* [Goal of the exercise]: Revise the listing below so that every "instance" reads "occurrence", with all other text unchanged. Leave the pictures out of your version.

==========

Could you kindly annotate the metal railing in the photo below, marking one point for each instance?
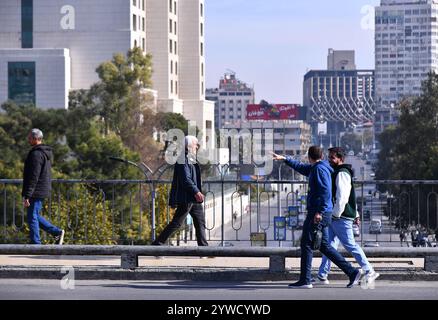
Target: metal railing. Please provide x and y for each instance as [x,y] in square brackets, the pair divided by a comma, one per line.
[132,212]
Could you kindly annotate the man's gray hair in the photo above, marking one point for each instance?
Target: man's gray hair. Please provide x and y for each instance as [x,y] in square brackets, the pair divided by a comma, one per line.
[189,140]
[36,134]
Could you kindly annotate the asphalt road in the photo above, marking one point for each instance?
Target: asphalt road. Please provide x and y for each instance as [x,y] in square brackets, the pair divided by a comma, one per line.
[13,289]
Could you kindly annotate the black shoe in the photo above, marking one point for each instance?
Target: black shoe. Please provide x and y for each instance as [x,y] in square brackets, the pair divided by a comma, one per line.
[354,279]
[59,239]
[300,285]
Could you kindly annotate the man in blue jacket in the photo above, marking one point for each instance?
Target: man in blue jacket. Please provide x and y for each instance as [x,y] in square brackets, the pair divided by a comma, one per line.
[319,212]
[186,195]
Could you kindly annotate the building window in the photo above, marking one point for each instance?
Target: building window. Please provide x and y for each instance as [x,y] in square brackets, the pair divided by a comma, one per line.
[21,82]
[134,22]
[27,23]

==========

* [Result of the task]:
Could you kindly annotate the metal railing in the photo below, marking one point for each occurrence?
Target: metal railing. Please provide x and y for each occurrence as [x,y] in square brackets, the pair divided by a comma, one per line.
[132,212]
Could you kindly annotate the man's gray hair in the photo above, marking one point for each occurrence?
Target: man's gray hair. Please provide x and y for each occurrence as [x,y] in square brackets, the pair divided by a comma, one per line.
[189,140]
[36,134]
Could you kindly annotate the asphalt road in the photo above, marking one point for each occurrence?
Target: asphalt road. Please provide x and y for each occurrence as [x,y] in square brackets, the pair divided by a comma, one per line.
[13,289]
Could you kindly annotate the black shoe in the photo above, marking one point for each occurrence?
Target: black shoe. Please provide x and y for each occurrence as [x,y] in square brackets, the pair divided by a comma, one per line.
[354,279]
[59,239]
[300,285]
Could you kindly annotate the man in blue jacket in the photo above, marking one point for each occurrence?
Target: man in blue jacket. Please provide x and y for each occurrence as [x,y] in square brackets, the pair divided by a comma, one per line.
[319,212]
[186,195]
Could you kindly annotate the building window in the photo above, marking one point for each occurrence?
Target: building window. Please provide x and y for each occurrence as [x,y] in square brackets, the pair divided by a comma, one per line.
[21,82]
[134,22]
[27,23]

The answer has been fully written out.